Provided passage Start Marker

Govt must be realistic

Spectre of Reforms

By Dhurjati Mukherjee

There is much debate over NDA government having initiated major reforms which would change the face of the economy with high growth rates projected. However, while claims are being made, there is virtually no in-depth clear picture whether these reforms have actually changed the lives of the toiling masses across the country.
Addressing ASSOCHAM’s Foundation week ceremony recently, Prime Minister Modi cited the reforms undertaken these past six years and the impact these had in the country, wherein the proposition has changed from ‘why India’ to ‘why not India’! “The world trusts Indian economy. Record FDI and FPI during the pandemic is a testimony to this”, he observed adding that 1500 archaic and obsolete laws had been done away with and new framed to keep pace with the changing investment order. This, he said was just one example of the government’s outlook. However, the impression among a certain section of society is that these reforms have largely benefitted the big business houses, the rich and to a certain extent, the upper middle income sections.
An important emphasis laid by Modi related to partnerships with State governments, farm organisations, and industry associations for better infrastructure and better markets. “If our farm sector gets proper infrastructure, gets better markets, then the entire rural economy can scale up new heights”, the Prime Minister stated. But who would undertake this? In the midst of the farmers’ agitation, the Government is unwilling to listen, and is accused of aiding the big corporate. However, Modi urged the industry too to go all out to make India self-reliant and said investment in research and development must be stepped up.
While the points made sound very pertinent, in reality these are not being implemented. For example, the conditions of small and marginal farmers have not improved during the past six years and partnerships with farmers’ organisations are virtually absent. Moreover, the federal spirit is missing and this has been alleged by many State organisations. Thus, the bonding claimed by Modi with peoples’ organizations is difficult to accept.
Insofar with regard to closeness of the government with business groups and industry associations is obviously accepted because its focus is helping industry in all possible ways. But available data reveals that the investment of industry in R&D is very meager compared to most emerging economies. Thus to accept that the private sector would steer innovation and bring about technological changes is nothing but wishful thinking.
If reforms had any effect, this was not manifest during the pandemic and the country is witness to the sufferings of migrant workers and labour for over six months or so. Moreover, delving into the job scenario, it has been found that compared to 6.1 per cent unemployment rate among youth (aged 15 to 29) in 2012, this has increased to over 20 per cent during 2019, as per a recent paper of labour economist Prof. Santosh Mehrotra. A guess that the rate must have increased to around 25 per cent in the past year, that is 2020, would not be wrong.

Provided passage End Marker

_What the task asks_
Using the article on economic reforms, answer these questions:
1. At what event did Prime Minister Modi make the remarks the article cites?
2. How many archaic and obsolete laws did he say had been done away with?
3. According to the paper by Prof. Santosh Mehrotra, what was the unemployment rate among youth aged 15 to 29 in 2012?

Data records Start Marker

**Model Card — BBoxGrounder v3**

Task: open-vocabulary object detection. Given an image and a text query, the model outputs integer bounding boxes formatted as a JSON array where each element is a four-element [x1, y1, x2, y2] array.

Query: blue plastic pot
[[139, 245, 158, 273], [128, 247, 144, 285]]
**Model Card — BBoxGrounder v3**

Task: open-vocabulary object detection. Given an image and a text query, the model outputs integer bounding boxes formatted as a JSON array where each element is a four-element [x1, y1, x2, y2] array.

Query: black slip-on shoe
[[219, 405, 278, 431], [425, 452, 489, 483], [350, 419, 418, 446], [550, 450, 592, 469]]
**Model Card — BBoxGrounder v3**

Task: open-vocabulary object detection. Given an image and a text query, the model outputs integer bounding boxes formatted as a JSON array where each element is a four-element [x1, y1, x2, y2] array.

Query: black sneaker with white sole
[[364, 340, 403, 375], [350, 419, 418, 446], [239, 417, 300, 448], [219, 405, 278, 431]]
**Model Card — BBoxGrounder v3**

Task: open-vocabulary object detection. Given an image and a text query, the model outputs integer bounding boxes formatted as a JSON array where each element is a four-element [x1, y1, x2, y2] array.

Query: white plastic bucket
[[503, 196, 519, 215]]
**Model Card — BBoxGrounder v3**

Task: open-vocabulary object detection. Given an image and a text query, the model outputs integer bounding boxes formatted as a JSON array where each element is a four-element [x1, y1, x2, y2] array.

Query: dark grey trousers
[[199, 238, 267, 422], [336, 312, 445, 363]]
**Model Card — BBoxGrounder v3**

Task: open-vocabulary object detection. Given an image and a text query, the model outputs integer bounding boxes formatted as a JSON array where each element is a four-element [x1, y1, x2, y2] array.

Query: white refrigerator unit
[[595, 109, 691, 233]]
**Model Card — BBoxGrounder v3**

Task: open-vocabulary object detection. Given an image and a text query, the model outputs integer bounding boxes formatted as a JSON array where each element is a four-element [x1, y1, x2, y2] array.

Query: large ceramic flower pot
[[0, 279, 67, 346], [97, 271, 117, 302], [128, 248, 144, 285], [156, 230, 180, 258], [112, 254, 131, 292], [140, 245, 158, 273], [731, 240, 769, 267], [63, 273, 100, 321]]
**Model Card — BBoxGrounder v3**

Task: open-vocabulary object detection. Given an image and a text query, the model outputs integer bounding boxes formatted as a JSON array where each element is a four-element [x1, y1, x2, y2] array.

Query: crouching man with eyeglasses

Data records End Marker

_Problem solution_
1. ASSOCHAM's Foundation week ceremony
2. 1500
3. 6.1 per cent